> Aim: Locate every line in the records below that contains the word "chili", and copy each of those lines in full.

> Listing:
::::

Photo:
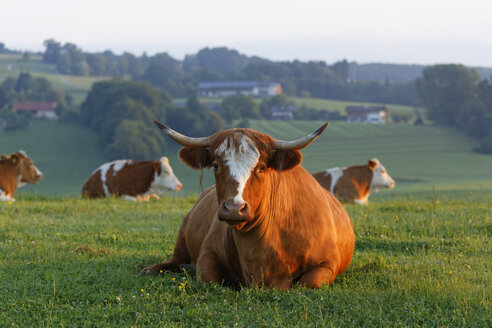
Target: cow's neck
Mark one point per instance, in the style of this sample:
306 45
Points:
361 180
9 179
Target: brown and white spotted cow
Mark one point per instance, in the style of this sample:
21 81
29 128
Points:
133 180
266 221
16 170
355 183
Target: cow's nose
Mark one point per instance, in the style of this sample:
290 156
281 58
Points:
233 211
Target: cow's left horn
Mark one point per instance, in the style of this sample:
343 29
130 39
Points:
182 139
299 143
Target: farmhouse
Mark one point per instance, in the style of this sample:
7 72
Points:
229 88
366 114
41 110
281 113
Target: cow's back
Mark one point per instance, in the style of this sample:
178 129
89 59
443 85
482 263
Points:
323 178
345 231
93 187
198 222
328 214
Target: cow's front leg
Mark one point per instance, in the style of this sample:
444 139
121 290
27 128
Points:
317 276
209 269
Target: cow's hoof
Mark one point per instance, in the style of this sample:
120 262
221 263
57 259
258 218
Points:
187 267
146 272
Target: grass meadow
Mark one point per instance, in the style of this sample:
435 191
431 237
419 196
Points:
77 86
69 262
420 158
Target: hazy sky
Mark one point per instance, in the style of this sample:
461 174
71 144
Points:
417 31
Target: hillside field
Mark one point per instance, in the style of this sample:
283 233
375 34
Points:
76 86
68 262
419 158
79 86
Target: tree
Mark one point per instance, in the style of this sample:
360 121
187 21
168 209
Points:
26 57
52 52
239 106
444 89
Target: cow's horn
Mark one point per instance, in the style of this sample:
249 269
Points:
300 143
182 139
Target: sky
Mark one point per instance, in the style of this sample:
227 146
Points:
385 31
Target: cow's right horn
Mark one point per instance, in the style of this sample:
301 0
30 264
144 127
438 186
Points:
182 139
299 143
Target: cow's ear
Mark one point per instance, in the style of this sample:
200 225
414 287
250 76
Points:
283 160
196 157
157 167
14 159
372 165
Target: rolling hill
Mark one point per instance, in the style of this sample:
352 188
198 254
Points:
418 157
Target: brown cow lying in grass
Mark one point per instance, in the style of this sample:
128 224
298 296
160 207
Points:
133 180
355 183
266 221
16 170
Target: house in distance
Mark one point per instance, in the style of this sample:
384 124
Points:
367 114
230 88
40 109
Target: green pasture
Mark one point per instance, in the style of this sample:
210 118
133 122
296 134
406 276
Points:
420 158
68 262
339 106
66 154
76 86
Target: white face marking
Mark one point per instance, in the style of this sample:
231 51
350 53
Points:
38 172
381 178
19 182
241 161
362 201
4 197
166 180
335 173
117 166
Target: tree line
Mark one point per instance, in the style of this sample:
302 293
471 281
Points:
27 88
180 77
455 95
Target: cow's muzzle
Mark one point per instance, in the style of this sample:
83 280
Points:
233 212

::::

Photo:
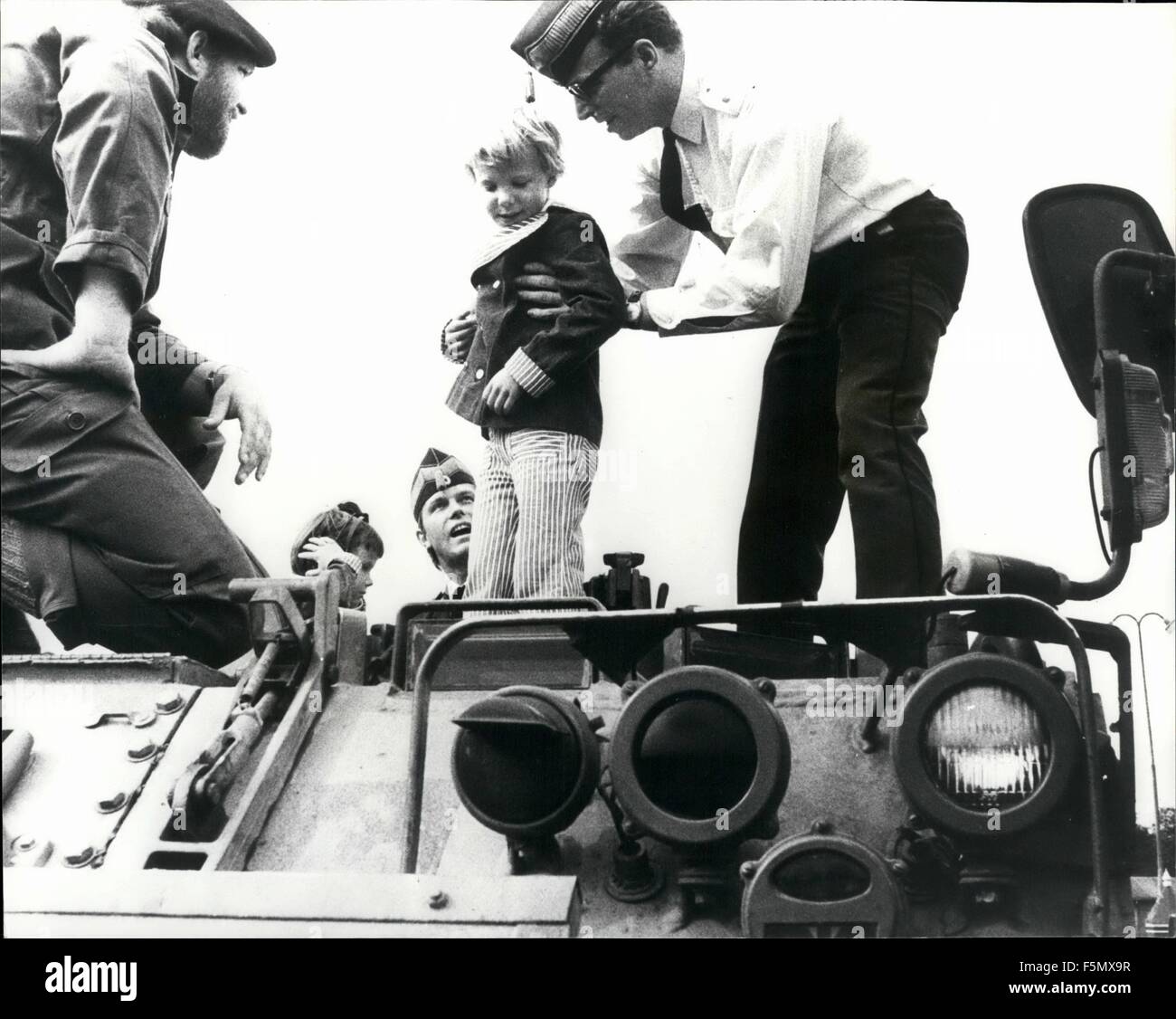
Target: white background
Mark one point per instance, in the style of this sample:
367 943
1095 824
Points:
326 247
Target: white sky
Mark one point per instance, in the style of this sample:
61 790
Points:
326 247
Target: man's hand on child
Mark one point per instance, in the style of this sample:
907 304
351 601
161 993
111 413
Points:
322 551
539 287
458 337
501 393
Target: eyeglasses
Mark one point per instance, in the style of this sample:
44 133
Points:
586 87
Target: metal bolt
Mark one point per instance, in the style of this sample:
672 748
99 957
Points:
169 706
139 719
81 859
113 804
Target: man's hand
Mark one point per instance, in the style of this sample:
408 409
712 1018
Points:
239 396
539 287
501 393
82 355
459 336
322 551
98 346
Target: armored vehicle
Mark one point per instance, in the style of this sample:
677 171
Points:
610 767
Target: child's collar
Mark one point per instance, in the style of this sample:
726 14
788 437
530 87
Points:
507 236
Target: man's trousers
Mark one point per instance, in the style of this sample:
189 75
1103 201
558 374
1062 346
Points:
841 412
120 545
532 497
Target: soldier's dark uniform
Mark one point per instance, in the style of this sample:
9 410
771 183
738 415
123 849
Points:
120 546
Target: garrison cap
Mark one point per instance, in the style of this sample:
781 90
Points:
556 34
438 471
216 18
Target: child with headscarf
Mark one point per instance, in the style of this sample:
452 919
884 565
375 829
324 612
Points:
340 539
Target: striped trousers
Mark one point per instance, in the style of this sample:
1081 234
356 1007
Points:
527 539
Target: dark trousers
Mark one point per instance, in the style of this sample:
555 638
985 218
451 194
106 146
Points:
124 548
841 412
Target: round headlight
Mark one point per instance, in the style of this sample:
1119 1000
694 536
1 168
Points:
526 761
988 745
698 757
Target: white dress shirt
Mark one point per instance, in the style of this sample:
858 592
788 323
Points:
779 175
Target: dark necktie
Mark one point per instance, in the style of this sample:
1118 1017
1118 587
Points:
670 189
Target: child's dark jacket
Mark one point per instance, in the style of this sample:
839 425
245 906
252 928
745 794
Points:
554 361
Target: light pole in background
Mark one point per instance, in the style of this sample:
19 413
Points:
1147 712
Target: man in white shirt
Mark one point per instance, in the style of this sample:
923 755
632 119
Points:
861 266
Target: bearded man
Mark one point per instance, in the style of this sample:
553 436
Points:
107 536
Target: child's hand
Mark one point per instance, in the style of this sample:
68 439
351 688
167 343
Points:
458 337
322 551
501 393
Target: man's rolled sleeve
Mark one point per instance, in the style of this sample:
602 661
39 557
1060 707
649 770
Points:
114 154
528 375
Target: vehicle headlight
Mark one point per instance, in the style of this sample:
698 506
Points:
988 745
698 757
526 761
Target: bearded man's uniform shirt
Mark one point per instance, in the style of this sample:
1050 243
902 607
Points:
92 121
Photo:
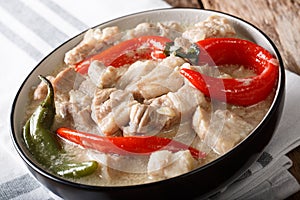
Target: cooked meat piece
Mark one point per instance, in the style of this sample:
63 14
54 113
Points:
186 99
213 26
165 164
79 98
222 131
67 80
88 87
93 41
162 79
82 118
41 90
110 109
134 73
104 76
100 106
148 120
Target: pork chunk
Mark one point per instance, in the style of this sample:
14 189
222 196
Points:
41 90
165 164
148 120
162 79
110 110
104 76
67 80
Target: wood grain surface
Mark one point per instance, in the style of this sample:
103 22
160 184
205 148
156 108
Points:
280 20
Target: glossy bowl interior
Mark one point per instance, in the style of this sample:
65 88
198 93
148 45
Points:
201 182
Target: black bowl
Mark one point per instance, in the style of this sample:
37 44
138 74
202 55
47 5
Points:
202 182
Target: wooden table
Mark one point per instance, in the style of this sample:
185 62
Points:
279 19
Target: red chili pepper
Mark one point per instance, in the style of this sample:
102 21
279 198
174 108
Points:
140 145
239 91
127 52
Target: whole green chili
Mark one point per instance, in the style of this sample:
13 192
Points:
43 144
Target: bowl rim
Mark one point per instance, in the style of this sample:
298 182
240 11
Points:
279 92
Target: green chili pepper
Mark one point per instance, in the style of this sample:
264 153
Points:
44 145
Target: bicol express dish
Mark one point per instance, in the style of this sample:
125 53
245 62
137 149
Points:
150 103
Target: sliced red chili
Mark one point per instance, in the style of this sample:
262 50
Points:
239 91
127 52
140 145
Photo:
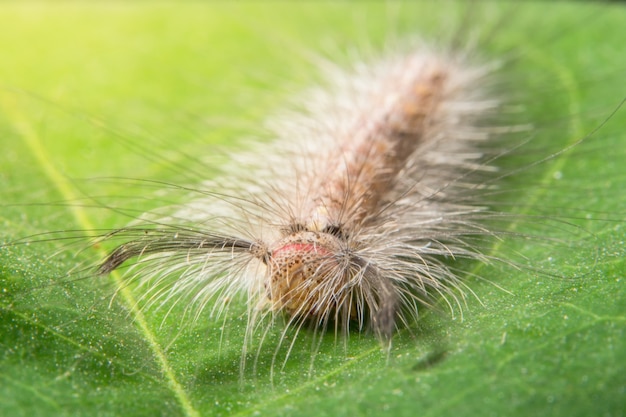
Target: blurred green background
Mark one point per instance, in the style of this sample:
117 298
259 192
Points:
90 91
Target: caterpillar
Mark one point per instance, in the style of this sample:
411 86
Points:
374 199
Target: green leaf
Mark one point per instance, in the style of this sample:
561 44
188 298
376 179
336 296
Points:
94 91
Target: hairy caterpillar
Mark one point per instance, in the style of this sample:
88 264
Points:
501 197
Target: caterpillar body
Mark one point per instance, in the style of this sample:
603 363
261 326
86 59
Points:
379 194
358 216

::::

> Expected output:
Target: red chili pepper
Target: whole green chili
Target: green chili pepper
Target: sliced red chili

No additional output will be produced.